PROBLEM TO WORK ON:
In the listing below, rename "rough mask" to "coarse mask" and copy every line out again with nothing else altered. Omit the pictures.

====== RECORDS SHOWN

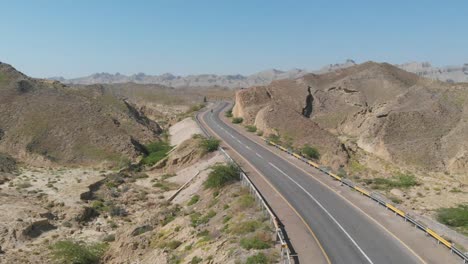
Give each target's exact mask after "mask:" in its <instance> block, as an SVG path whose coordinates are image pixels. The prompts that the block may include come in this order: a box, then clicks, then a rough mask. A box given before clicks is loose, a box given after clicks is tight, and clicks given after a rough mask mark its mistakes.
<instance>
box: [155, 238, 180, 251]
mask: <svg viewBox="0 0 468 264" xmlns="http://www.w3.org/2000/svg"><path fill="white" fill-rule="evenodd" d="M180 245H182V242H180V241H179V240H170V241H167V242H162V243H161V244H159V246H158V247H159V248H169V249H172V250H174V249H176V248H178V247H179V246H180Z"/></svg>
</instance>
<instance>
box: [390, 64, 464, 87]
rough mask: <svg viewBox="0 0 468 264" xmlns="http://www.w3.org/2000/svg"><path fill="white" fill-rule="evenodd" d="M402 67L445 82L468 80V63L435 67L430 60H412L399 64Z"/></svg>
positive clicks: (451, 81)
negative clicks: (467, 63) (458, 64)
mask: <svg viewBox="0 0 468 264" xmlns="http://www.w3.org/2000/svg"><path fill="white" fill-rule="evenodd" d="M398 67H400V68H401V69H403V70H405V71H409V72H413V73H416V74H417V75H419V76H421V77H426V78H429V79H433V80H440V81H444V82H452V83H453V82H468V64H467V63H465V64H464V65H462V66H446V67H433V66H432V65H431V64H430V63H429V62H410V63H405V64H401V65H398Z"/></svg>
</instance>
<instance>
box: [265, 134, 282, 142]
mask: <svg viewBox="0 0 468 264" xmlns="http://www.w3.org/2000/svg"><path fill="white" fill-rule="evenodd" d="M268 140H269V141H271V142H273V143H275V144H280V143H281V136H280V135H276V134H270V135H268Z"/></svg>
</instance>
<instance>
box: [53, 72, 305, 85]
mask: <svg viewBox="0 0 468 264" xmlns="http://www.w3.org/2000/svg"><path fill="white" fill-rule="evenodd" d="M306 73H307V72H306V71H305V70H301V69H292V70H290V71H280V70H276V69H271V70H266V71H262V72H259V73H256V74H252V75H249V76H244V75H240V74H236V75H215V74H200V75H188V76H176V75H173V74H171V73H165V74H162V75H146V74H144V73H138V74H133V75H130V76H127V75H123V74H120V73H116V74H110V73H95V74H92V75H90V76H86V77H80V78H75V79H64V78H62V77H53V78H50V79H52V80H57V81H60V82H63V83H67V84H82V85H83V84H84V85H89V84H112V83H128V82H132V83H138V84H161V85H166V86H170V87H176V88H181V87H213V86H222V87H229V88H240V87H249V86H253V85H265V84H269V83H270V82H271V81H273V80H281V79H289V78H297V77H300V76H302V75H304V74H306Z"/></svg>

============

REPLY TO THE EXERCISE:
Give each target's exact mask after "mask:" in its <instance> block, as an SVG path whose coordinates are image pixels. The prompts that the block may include come in this order: a box, then clicks, then a coarse mask. A box given before clicks is loose, a box given after clicks is tight, and clicks given after a coarse mask mark its mistakes.
<instance>
box: [155, 238, 180, 251]
mask: <svg viewBox="0 0 468 264" xmlns="http://www.w3.org/2000/svg"><path fill="white" fill-rule="evenodd" d="M180 245H182V242H180V241H179V240H170V241H167V242H162V243H161V244H159V246H158V247H159V248H169V249H172V250H174V249H176V248H178V247H179V246H180Z"/></svg>
</instance>
<instance>
box: [390, 64, 464, 87]
coarse mask: <svg viewBox="0 0 468 264" xmlns="http://www.w3.org/2000/svg"><path fill="white" fill-rule="evenodd" d="M402 67L445 82L468 80V63L435 67L430 60H412L399 64Z"/></svg>
positive clicks: (451, 81)
negative clicks: (467, 63) (458, 64)
mask: <svg viewBox="0 0 468 264" xmlns="http://www.w3.org/2000/svg"><path fill="white" fill-rule="evenodd" d="M398 67H400V68H401V69H403V70H405V71H409V72H413V73H416V74H417V75H419V76H421V77H426V78H429V79H433V80H440V81H444V82H452V83H453V82H468V64H467V63H465V64H464V65H462V66H446V67H433V66H432V65H431V64H430V63H429V62H410V63H405V64H401V65H398Z"/></svg>
</instance>
<instance>
box: [265, 134, 282, 142]
mask: <svg viewBox="0 0 468 264" xmlns="http://www.w3.org/2000/svg"><path fill="white" fill-rule="evenodd" d="M268 140H269V141H271V142H273V143H275V144H280V143H281V136H280V135H276V134H270V135H268Z"/></svg>
</instance>
<instance>
box: [53, 72, 305, 85]
mask: <svg viewBox="0 0 468 264" xmlns="http://www.w3.org/2000/svg"><path fill="white" fill-rule="evenodd" d="M306 73H307V72H306V71H305V70H301V69H292V70H290V71H280V70H276V69H271V70H266V71H262V72H259V73H256V74H252V75H249V76H244V75H240V74H236V75H215V74H200V75H188V76H176V75H173V74H171V73H165V74H162V75H146V74H144V73H138V74H133V75H130V76H127V75H123V74H120V73H116V74H110V73H95V74H92V75H90V76H86V77H80V78H75V79H64V78H62V77H53V78H50V79H52V80H57V81H60V82H63V83H67V84H82V85H83V84H84V85H89V84H112V83H128V82H132V83H138V84H161V85H166V86H170V87H176V88H181V87H213V86H222V87H229V88H240V87H249V86H253V85H265V84H269V83H270V82H271V81H273V80H281V79H289V78H297V77H300V76H302V75H304V74H306Z"/></svg>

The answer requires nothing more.